WHAT YOU WILL DO ->
Give every line below again, exactly.

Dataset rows
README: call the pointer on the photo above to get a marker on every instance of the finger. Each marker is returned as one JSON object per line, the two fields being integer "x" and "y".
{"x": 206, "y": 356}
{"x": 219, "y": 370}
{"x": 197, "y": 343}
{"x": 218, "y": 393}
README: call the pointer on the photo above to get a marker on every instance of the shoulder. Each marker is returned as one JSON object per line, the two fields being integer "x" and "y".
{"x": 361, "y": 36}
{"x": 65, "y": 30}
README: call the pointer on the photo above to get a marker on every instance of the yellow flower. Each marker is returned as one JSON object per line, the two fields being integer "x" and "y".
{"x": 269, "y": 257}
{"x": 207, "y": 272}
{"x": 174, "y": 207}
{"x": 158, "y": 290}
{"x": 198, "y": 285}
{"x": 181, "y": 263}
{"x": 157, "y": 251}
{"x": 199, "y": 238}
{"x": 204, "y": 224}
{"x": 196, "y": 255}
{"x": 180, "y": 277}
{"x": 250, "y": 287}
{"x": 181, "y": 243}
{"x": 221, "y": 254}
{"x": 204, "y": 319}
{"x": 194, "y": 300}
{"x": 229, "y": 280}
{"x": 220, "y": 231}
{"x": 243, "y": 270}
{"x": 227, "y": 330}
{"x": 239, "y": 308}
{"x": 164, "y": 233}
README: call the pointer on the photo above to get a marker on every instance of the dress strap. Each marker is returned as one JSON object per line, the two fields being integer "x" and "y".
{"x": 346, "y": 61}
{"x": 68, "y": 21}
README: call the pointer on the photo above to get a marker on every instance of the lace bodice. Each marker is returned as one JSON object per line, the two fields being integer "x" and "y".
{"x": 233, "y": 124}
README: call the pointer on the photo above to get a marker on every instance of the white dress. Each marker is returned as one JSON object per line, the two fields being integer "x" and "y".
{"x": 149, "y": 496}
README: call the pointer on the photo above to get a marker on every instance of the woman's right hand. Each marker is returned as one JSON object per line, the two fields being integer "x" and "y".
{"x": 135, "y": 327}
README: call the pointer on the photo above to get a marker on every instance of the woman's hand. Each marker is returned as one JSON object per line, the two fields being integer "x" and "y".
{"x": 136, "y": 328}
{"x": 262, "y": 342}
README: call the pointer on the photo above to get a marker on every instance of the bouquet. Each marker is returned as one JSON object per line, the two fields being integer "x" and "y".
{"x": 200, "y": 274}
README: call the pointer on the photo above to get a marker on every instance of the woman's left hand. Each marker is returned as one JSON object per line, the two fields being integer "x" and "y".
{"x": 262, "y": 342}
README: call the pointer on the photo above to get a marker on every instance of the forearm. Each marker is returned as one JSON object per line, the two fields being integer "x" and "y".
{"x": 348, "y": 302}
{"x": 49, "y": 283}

ANSWER TO THIS PROBLEM ->
README: call the pointer on the photo above to get a marker on every instance of the finger. Each marker is returned as one JSON object per line, the two fields being integer "x" and "y".
{"x": 206, "y": 356}
{"x": 219, "y": 370}
{"x": 197, "y": 343}
{"x": 218, "y": 393}
README: call the pointer on the photo above to get a marker on every instance of the shoulder. Each marker is returned as one JSON object per line, the two fields being integer "x" and "y".
{"x": 361, "y": 36}
{"x": 65, "y": 30}
README: call the pointer on the photo above to get a marker on every instance of the yellow flower. Each marker is returned as one JSON object per line, the two fields being integer "x" and "y".
{"x": 269, "y": 257}
{"x": 207, "y": 272}
{"x": 174, "y": 207}
{"x": 158, "y": 290}
{"x": 198, "y": 285}
{"x": 181, "y": 263}
{"x": 157, "y": 251}
{"x": 199, "y": 238}
{"x": 204, "y": 224}
{"x": 196, "y": 255}
{"x": 180, "y": 277}
{"x": 250, "y": 287}
{"x": 181, "y": 243}
{"x": 221, "y": 254}
{"x": 204, "y": 319}
{"x": 194, "y": 300}
{"x": 229, "y": 280}
{"x": 220, "y": 231}
{"x": 243, "y": 270}
{"x": 227, "y": 330}
{"x": 239, "y": 308}
{"x": 164, "y": 233}
README: call the pointer on the photo above to get a marker on every instance of the dress strap. Each marker is returned as one JSON object per line, the two fields being integer "x" and "y".
{"x": 346, "y": 61}
{"x": 68, "y": 21}
README: call the pointer on the photo above to get a marker on every instance of the lace bodice. Each marker is returned as one JSON object per line, the two fields being integer "x" and "y".
{"x": 233, "y": 124}
README: call the pointer on the photo above to get a marker on every instance of the white dress. Each marker is returned as one JSON object per line, the two fields being integer "x" and "y".
{"x": 149, "y": 496}
README: call the pointer on the photo above to get a marker on every instance of the woman's right hand. Each marker is returned as one JSON object per line, the two fields being integer "x" and "y".
{"x": 135, "y": 327}
README: call the pointer on the photo above to get a marker on every instance of the woman's hand. Each marker is returned as one JSON object per line, the two fields being integer "x" and "y".
{"x": 136, "y": 328}
{"x": 262, "y": 342}
README: call the pointer on the photo above to get a marker on every instance of the bouquet. Each marker is returned as one JSON object per line, the two fields being integer "x" and "y".
{"x": 200, "y": 274}
README: call the pointer on the photo above to get a marker on every instance of the woman's left hand. Each marker is returned as one JSON object per line, the two fields being integer "x" and "y".
{"x": 262, "y": 342}
README: call the pointer on the photo above to get a marker on every instance of the forearm. Each marker is returned as one JSON object per line, the two fields being integer "x" and "y".
{"x": 348, "y": 302}
{"x": 49, "y": 283}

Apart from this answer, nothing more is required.